## OBJECTIVE
Provide the records once more, identical to the original.
────────────────────
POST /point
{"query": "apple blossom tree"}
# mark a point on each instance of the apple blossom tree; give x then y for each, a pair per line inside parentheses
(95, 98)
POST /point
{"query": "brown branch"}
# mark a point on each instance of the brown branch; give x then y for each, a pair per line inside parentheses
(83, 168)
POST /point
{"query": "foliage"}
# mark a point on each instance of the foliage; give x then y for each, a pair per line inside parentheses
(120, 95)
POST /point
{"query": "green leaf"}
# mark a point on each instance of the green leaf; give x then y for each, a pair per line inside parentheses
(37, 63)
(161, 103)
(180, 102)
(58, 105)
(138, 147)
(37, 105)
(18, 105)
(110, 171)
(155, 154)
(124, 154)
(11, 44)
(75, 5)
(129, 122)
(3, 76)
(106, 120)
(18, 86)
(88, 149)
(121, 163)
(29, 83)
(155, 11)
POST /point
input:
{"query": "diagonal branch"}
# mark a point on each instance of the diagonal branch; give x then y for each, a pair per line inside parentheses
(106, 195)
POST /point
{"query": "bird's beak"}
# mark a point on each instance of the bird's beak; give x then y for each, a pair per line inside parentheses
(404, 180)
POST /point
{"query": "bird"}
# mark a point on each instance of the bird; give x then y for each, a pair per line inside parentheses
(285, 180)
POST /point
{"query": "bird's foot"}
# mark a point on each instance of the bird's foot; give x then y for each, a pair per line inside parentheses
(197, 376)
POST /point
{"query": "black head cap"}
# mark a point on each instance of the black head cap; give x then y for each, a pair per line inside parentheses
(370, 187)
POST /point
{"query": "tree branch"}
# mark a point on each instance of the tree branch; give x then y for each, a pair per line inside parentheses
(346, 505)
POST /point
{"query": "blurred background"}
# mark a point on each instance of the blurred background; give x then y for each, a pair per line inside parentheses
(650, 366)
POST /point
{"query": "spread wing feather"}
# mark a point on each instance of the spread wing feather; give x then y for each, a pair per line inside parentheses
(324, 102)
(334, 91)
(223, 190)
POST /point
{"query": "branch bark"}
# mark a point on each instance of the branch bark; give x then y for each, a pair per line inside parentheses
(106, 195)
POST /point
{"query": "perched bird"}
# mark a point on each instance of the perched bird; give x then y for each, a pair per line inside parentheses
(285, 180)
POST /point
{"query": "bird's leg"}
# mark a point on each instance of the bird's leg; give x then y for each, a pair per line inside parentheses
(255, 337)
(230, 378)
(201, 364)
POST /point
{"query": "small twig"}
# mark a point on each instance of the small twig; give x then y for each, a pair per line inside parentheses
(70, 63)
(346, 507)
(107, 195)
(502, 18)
────────────────────
## ANSWER TO THE PROBLEM
POST /point
{"query": "apple blossom tree"}
# mark a point on each instance of the apple blossom tree; give x then y for each, a pair per line inside parentheses
(95, 98)
POST /point
{"query": "brown branch"}
# mark a point on each instance of the brown branch; give x then y for each, a pair per line inside parentheses
(83, 168)
POST /point
{"query": "foliage"}
# mark a point on each instance of the foliage; give x then y for each, a pair per line inside parentheses
(120, 95)
POST /point
{"query": "green leaf"}
# mark a point on each instance of the green leaf; give x then y for each, a pair per line inside parentheses
(37, 63)
(161, 103)
(180, 102)
(58, 105)
(138, 147)
(37, 105)
(18, 105)
(110, 171)
(155, 154)
(124, 154)
(11, 44)
(75, 5)
(129, 122)
(3, 76)
(106, 120)
(18, 86)
(88, 149)
(121, 163)
(29, 83)
(155, 11)
POST /point
input:
{"query": "diagonal branch"}
# mark a point on each instance of the diagonal branch; give x then y for each, a pair per line inside parentheses
(106, 195)
POST /point
{"query": "bird's beak"}
# mark a point on each instance of the bird's beak; give x then y for each, a pair per line inside parentheses
(404, 180)
POST /point
{"query": "bird"}
# mark a point on each instance of the bird; give x then y for each, a pair per line inside parentheses
(285, 180)
POST /point
{"query": "bird's foot"}
# mark a point on each instance of the bird's foot; give x then y for each, a pair per line inside parentheses
(197, 376)
POST /point
{"query": "black head cap"}
# mark a point on each instance of the black head cap; give x then y for each, a pair per line inside parentheses
(370, 187)
POST /point
{"query": "tree branch"}
# mark a point on each instance of the tree branch; give x then y for each, a pair per line inside parentheses
(346, 505)
POST /point
{"query": "blurred background"}
# mark a point on each instance of the blurred background; give x then y for each, a pair per line inside parentheses
(650, 366)
POST /point
{"query": "spread wing feather"}
# mark a point on each instance of the spread wing feather; give x then y for each, a pair per line inside parentheses
(324, 102)
(334, 91)
(223, 190)
POST /point
{"query": "branch bark"}
# mark a point on each instance of the branch bark; give x then y for each, a pair per line inside parentheses
(106, 195)
POST /point
{"query": "perched bird"}
# mark a point on each instance of the perched bird; give x then y for each, a pair per line inside parentheses
(285, 180)
POST /point
{"query": "bird's leg"}
# mark a point on each instance of the bird's leg; give x then y for each, a pair per line inside parentheses
(255, 337)
(230, 378)
(201, 364)
POST /point
{"query": "small twig"}
# mark a point on each instance of the small twig; give x then y for each, a pair per line inside parentheses
(70, 63)
(346, 507)
(107, 195)
(502, 18)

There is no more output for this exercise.